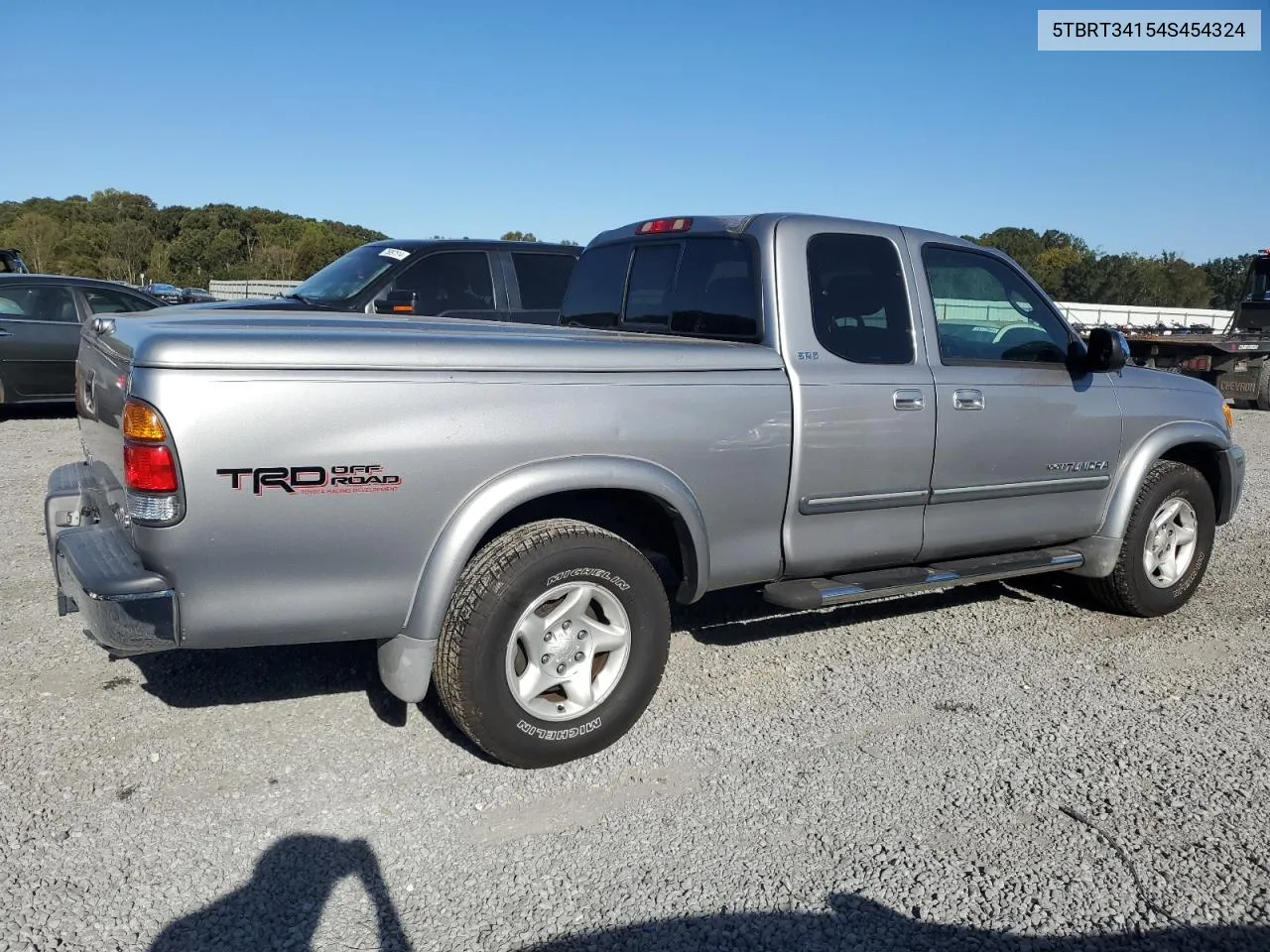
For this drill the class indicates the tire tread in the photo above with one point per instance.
(1116, 590)
(471, 603)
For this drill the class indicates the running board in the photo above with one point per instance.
(864, 587)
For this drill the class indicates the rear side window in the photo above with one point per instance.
(858, 298)
(42, 302)
(693, 287)
(543, 280)
(594, 295)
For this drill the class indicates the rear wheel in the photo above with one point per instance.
(1166, 547)
(554, 644)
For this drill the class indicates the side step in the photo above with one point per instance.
(864, 587)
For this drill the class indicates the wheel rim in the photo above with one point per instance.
(568, 652)
(1171, 539)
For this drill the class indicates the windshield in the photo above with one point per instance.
(1257, 287)
(349, 275)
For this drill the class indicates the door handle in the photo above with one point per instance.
(907, 399)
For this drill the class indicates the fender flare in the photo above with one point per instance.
(1143, 456)
(508, 490)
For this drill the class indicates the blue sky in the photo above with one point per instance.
(567, 118)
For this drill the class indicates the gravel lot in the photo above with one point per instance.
(926, 774)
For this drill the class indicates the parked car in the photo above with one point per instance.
(521, 281)
(807, 405)
(12, 263)
(40, 330)
(168, 294)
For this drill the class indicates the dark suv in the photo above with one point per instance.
(40, 325)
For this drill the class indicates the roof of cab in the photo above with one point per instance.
(498, 244)
(744, 223)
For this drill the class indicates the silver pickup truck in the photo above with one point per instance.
(832, 411)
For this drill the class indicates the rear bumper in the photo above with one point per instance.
(126, 608)
(1232, 465)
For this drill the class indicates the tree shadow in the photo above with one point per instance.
(281, 905)
(739, 616)
(858, 924)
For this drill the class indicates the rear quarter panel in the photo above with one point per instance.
(291, 567)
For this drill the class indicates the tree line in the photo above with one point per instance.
(123, 235)
(1071, 271)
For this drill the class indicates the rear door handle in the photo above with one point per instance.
(907, 400)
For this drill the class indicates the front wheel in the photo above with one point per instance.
(1166, 547)
(556, 642)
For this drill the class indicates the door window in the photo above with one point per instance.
(858, 299)
(449, 281)
(984, 311)
(100, 301)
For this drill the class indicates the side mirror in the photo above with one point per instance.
(395, 302)
(1107, 350)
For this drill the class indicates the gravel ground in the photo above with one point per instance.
(987, 769)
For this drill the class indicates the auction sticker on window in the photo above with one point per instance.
(1112, 31)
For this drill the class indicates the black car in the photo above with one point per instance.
(12, 263)
(511, 281)
(169, 294)
(40, 325)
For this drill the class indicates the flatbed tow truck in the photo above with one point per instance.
(1236, 361)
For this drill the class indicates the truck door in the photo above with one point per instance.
(1025, 445)
(39, 340)
(864, 421)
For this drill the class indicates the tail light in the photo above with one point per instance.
(150, 471)
(661, 226)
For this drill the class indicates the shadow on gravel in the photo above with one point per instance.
(740, 616)
(250, 675)
(281, 906)
(1069, 590)
(857, 924)
(37, 412)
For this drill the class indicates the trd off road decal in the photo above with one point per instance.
(310, 480)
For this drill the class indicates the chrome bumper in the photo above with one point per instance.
(126, 608)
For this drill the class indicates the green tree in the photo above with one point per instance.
(37, 236)
(1225, 281)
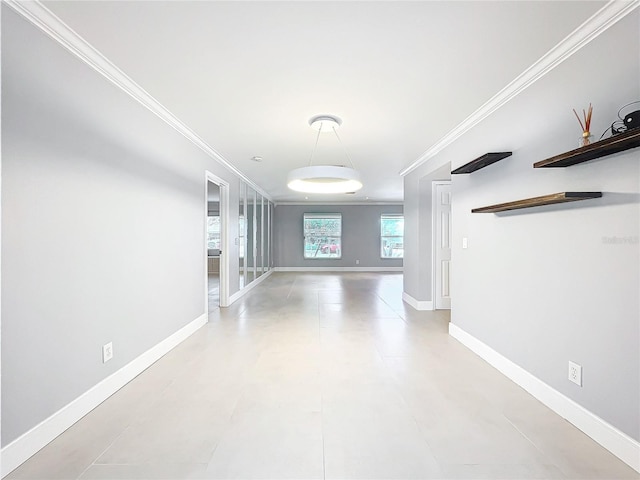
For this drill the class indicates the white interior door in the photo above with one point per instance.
(442, 244)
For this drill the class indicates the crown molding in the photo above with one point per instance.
(599, 22)
(44, 19)
(277, 204)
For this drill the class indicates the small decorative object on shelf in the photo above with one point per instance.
(586, 126)
(602, 148)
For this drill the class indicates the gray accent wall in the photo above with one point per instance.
(360, 236)
(549, 285)
(103, 222)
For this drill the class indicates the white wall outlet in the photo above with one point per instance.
(575, 373)
(107, 352)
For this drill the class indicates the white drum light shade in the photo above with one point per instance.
(324, 179)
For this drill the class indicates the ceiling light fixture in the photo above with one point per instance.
(325, 178)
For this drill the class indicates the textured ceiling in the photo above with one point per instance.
(247, 76)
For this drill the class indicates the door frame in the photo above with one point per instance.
(434, 240)
(224, 240)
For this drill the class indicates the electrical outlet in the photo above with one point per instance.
(575, 373)
(107, 352)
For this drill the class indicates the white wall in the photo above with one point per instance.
(103, 220)
(544, 286)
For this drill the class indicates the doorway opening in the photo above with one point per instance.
(213, 246)
(441, 215)
(216, 281)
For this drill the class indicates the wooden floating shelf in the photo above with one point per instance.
(608, 146)
(561, 197)
(481, 162)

GIVEN INSTRUCTION: Copy out every one of the records above word for word, leaving out the pictures.

WORKED ANSWER:
For this drill the class indicates the tire tread in the photo above with one point per instance.
(1116, 590)
(471, 603)
For this drill the class indicates the running board in the photo above with one point per instance.
(864, 587)
For this drill the class indicates the rear side window in the photo above with one point per instance.
(858, 298)
(42, 302)
(693, 287)
(543, 280)
(594, 295)
For this drill the class indicates the rear wheel in the photo above with one point per instance.
(1166, 547)
(554, 644)
For this drill the class indicates the side step in the photo above with one point per instance.
(864, 587)
For this drill the class indicates the wheel rim in the photo above with one point per instance.
(568, 652)
(1171, 539)
For this drill the class indicates the windshield in the photo above with one point per instance.
(1257, 287)
(349, 275)
For this drill the class indicates the door handle in the photo above with one point per instance.
(907, 399)
For this drill the class indicates the fender flare in the photo above with one point per instance.
(1143, 456)
(508, 490)
For this drill the class indicates the blue sky in the photo above with one point per instance.
(567, 118)
For this drill the class indicates the gravel lot in the photo above with one point per instance.
(926, 774)
For this drill the class indicates the parked car in the photo above with one point per instance.
(521, 281)
(807, 405)
(12, 263)
(40, 330)
(168, 294)
For this drill the class indicates the dark suv in the photo above with one point per instance.
(40, 325)
For this drill the class indicates the roof of cab in the photo above with one point per instance.
(498, 244)
(744, 223)
For this drill the class indicates the silver pickup truck in the photo above with one point per instance.
(832, 411)
For this drill the class indicates the rear bumper in the photo above with one point per instance.
(126, 608)
(1232, 465)
For this drill the class indicates the tree shadow in the photo above with one point per instance.
(281, 905)
(739, 616)
(858, 924)
For this drill the class indicates the rear quarter panel in the photo above with one point per instance.
(291, 567)
For this drill the class indicates the tree line in the photo above with one point per instance.
(123, 235)
(1071, 271)
For this drill the class indicates the rear door handle in the photo above with one point per instance.
(907, 400)
For this drill the class indicates the front wheel in the photo above with one point per instance.
(1166, 547)
(556, 642)
For this drill the class indicates the door window in the photo above with one point per instance.
(858, 299)
(449, 281)
(984, 311)
(100, 301)
For this drill the class indicates the side mirror in the photo above with one point per instance.
(395, 302)
(1107, 350)
For this drill the class indicates the gravel ground in the photo above with one point per instance.
(987, 769)
For this drill the class indicates the auction sticker on window in the photo above with one point per instance.
(1112, 31)
For this drill the class indicates the black car in the photo above with one point per instance.
(12, 263)
(511, 281)
(169, 294)
(40, 325)
For this drill the class indicates the flatbed tow truck in the photo above with one point per instance.
(1236, 361)
For this drill the class indicates the truck door in the photo above with one point per instance.
(1025, 445)
(39, 340)
(864, 421)
For this drill the class indicates the tail light in the photo above with one point per instance.
(150, 471)
(661, 226)
For this drill the class indicates the shadow on gravel in the photo above with one point per instance.
(740, 616)
(250, 675)
(281, 906)
(1069, 590)
(857, 924)
(37, 412)
For this drill the class indicates the trd off road decal in the photo above with one point per instance.
(310, 480)
For this drill the class indicates the chrome bumper in the photo above with one point per instance.
(126, 608)
For this drill the class indicates the green tree in the photo above with one point per instance.
(37, 236)
(1225, 281)
For this drill the class indicates the white interior door in the photo above with one point per instance.
(442, 244)
For this drill the class indicates the crown molding in the photo above with one point per instance.
(599, 22)
(44, 19)
(277, 204)
For this drill the class indicates the small decorative object on shelf in the photo above with one point per instance.
(586, 126)
(602, 148)
For this drill the class indicates the gray accent wall in the photo above with one point per instance.
(360, 236)
(549, 285)
(103, 222)
For this drill the class indicates the white wall outlet in the photo above with one point per instance.
(575, 373)
(107, 352)
For this drill the class indicates the white drum light shade in the photo above with one point per instance.
(324, 179)
For this drill the class indicates the ceiling light fixture in the photo above with one point per instance.
(325, 178)
For this drill the class indicates the textured ceiling in the photo above with one point per instance.
(247, 76)
For this drill the class indicates the door frame in the photo above with one point per instance.
(434, 240)
(224, 240)
For this drill the class indicates the electrical outlet in the photo above with one point per instance.
(575, 373)
(107, 352)
For this drill the class indicates the white wall in the photo above with one point per instance.
(103, 220)
(544, 286)
For this drill the class indicates the doorway opening in the photo above with one point per instance.
(213, 246)
(441, 215)
(216, 281)
For this drill the class indicates the wooden floating shelf in the photo above with one point per instance.
(608, 146)
(561, 197)
(481, 162)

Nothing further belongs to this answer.